Problems and tasks ::
a – Answer these questions from the blog post on cultural relevancy, one per line:
(i) In what year did the writer start working as an outdoor educator?
(ii) What is the name of the non-profit the writer founded?
(iii) At which gym did the writer run youth programs?
b – From the blog post on cultural relevancy, write out the passage starting at "As they say, with" and ending at "opportunities and resources.".

Page excerpt ::
Cultivating Space: 10 Steps to Create and Maintain Cultural Relevancy

CWA Blog,

Cultural Relevancy

Hello CWA world!

Before we go any further, I want make a confession...I do not at all consider myself a climber. I know, I know. You're probably wondering "well then why on Earth is she writing a blog post for the CLIMBING Wall Association?!" This is a fair question, so I'll tell y'all a little about myself first and then we'll dive into this month's topic of cultivating inclusive gym spaces, which is in fact something I know a fair bit about.

My name is Elyse Rylander and I use she/her pronouns. I was born on Sauk, Meskwaki, Miami and Ho-Chunk ancestral land (otherwise known as Southern Wisconsin), and took my first canoe trip down the Wisconsin River at the tender age of four weeks. From then on, all of my summers and winters were spent outside canoeing, kayaking, camping, or downhill skiing with my family. In 2006 I started working as an outdoor educator and then paddle sport retail associate. From there I moved to Alutiiq ancestral land (a.k.a. Valdez, AK) where I guided sea kayaking and camping trips in the summers and worked at a climbing gym on Suquamish and Duwamish ancestral land west of Seattle on Bainbridge Island in the winter.

Throughout these years I founded and grew my non-profit, OUT There Adventures, whose mission is to connect the queer community, primarily queer young people, and the outdoors. OTA has now completed four years of programming and also birthed the LGBTQ Outdoor Summit, of which we just held the second annual gathering on Ohlone and Coastal Miwok land north of San Francisco. It is at the intersection of this work around equity, and in particular queer equity, in the outdoors that I have also found myself consulting for the last year as a Partner of The Avarna Group and working with many amazing outdoor organizations and companies committed to furthering outdoor pathways to equity for all.

I was privileged to come of age in the outdoor industry, and it has been fantastic to see the growth in equity work happening in that time, with the most profound change happening in the last few years. While I will always have a bias towards paddle sports, it was my time running youth programs at Island Rock Gym that gave me insight into the amazing potential climbing gyms have to continue to create pathways to equity across all outdoor interests.

As they say, with great power comes great responsibility, which means you may be wondering exactly how your gym can engage in this work further. So let's dive in.

Step One: Define the work.

The words diversity, equity, and inclusion get tossed around with immense frequency, which means their meanings can vary across time and place. At The Avarna Group we have crafted definitions for these words, and others, that we find work well in the context of outdoor spaces, so without further ado, here they are:

Diversity: The differences between us – based on which we experience advantages or encounter barriers to opportunities and resources.

Inclusion: Celebrating, valuing, and amplifying voices, perspectives, styles, values, and identities that have been marginalized.

Equity: An approach based on fairness to ensuring everyone has equal access to the same opportunities; recognizes that advantages and barriers exist. Equity is not the same as equality.

Data segment ::
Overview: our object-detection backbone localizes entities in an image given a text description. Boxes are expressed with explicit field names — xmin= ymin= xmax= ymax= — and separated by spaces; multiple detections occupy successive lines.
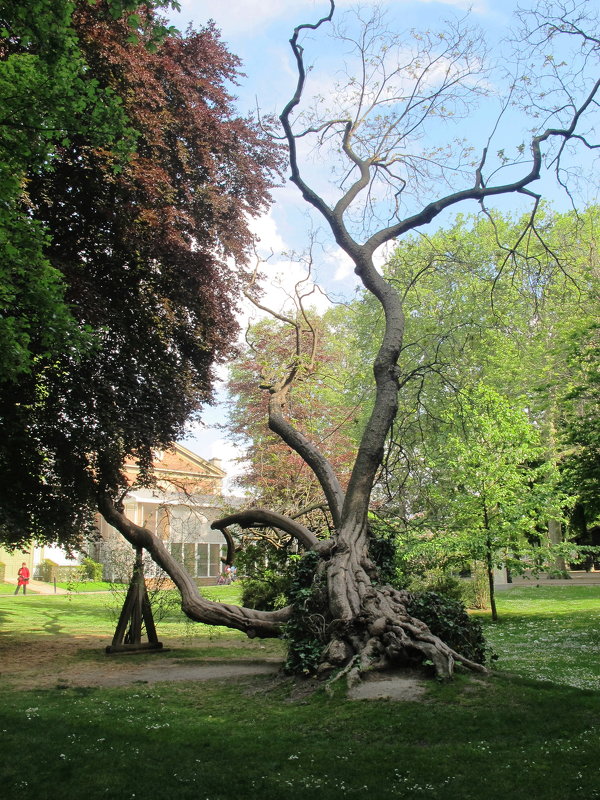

Exercise answers ::
a –
(i) 2006
(ii) OUT There Adventures
(iii) Island Rock Gym

b –
As they say, with great power comes great responsibility, which means you may be wondering exactly how your gym can engage in this work further. So let's dive in.

Step One: Define the work.

The words diversity, equity, and inclusion get tossed around with immense frequency, which means their meanings can vary across time and place. At The Avarna Group we have crafted definitions for these words, and others, that we find work well in the context of outdoor spaces, so without further ado, here they are:

Diversity: The differences between us – based on which we experience advantages or encounter barriers to opportunities and resources.